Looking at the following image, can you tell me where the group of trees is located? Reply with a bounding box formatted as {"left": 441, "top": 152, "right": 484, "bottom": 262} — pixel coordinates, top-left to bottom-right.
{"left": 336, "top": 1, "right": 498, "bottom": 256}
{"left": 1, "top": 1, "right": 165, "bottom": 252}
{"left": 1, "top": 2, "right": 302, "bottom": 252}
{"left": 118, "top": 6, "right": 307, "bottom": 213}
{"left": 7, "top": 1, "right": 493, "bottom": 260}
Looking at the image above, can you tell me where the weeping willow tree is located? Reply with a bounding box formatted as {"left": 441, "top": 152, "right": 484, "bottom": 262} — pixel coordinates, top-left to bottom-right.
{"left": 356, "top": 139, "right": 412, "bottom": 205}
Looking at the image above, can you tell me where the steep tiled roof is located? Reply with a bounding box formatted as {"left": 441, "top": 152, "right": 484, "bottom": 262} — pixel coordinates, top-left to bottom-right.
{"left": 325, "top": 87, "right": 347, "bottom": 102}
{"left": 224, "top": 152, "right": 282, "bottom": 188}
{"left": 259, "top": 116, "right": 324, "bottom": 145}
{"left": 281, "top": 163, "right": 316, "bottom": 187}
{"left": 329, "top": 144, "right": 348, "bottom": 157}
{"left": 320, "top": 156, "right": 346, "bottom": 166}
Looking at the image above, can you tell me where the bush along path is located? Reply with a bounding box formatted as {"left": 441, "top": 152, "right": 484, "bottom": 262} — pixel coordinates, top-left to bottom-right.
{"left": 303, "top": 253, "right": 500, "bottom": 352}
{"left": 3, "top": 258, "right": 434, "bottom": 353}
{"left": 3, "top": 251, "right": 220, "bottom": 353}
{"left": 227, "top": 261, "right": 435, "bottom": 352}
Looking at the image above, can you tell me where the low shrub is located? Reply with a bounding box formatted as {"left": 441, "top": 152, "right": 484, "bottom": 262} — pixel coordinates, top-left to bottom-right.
======
◆ ACTIVITY:
Extract all of the data above and output it character for character.

◆ EXERCISE OUTPUT:
Looking at the following image, can you tell me where the group of trees is located? Reply with a bounding box formatted as {"left": 441, "top": 152, "right": 484, "bottom": 262} — pixel coordinates, top-left to bottom-right.
{"left": 336, "top": 1, "right": 498, "bottom": 256}
{"left": 1, "top": 1, "right": 165, "bottom": 252}
{"left": 1, "top": 2, "right": 302, "bottom": 252}
{"left": 118, "top": 6, "right": 307, "bottom": 213}
{"left": 7, "top": 1, "right": 493, "bottom": 260}
Looking at the image above, can you tell me where the weeping willow tree is located? Reply with a bounding box formatted as {"left": 441, "top": 152, "right": 484, "bottom": 262} — pixel coordinates, top-left to bottom-right.
{"left": 356, "top": 139, "right": 412, "bottom": 205}
Looking at the image above, can you tell me where the steep tiled roof is located? Reply with a bounding box formatted as {"left": 441, "top": 152, "right": 484, "bottom": 262} — pixel coordinates, top-left to bottom-right.
{"left": 325, "top": 87, "right": 347, "bottom": 102}
{"left": 224, "top": 152, "right": 282, "bottom": 188}
{"left": 259, "top": 116, "right": 324, "bottom": 145}
{"left": 281, "top": 163, "right": 316, "bottom": 187}
{"left": 329, "top": 144, "right": 348, "bottom": 157}
{"left": 320, "top": 156, "right": 346, "bottom": 166}
Looking at the image above, can you tell me where the bush along path is located? Reply with a bounding box formatted as {"left": 441, "top": 152, "right": 484, "bottom": 262} — pixel coordinates, top-left to bottom-right.
{"left": 303, "top": 253, "right": 500, "bottom": 352}
{"left": 3, "top": 258, "right": 434, "bottom": 353}
{"left": 3, "top": 251, "right": 220, "bottom": 353}
{"left": 227, "top": 261, "right": 435, "bottom": 352}
Looking at the image above, can you tell me where the low shrub is located? Reply with a bounding box formatted as {"left": 441, "top": 152, "right": 484, "bottom": 262} — pixel coordinates, top-left to bottom-right.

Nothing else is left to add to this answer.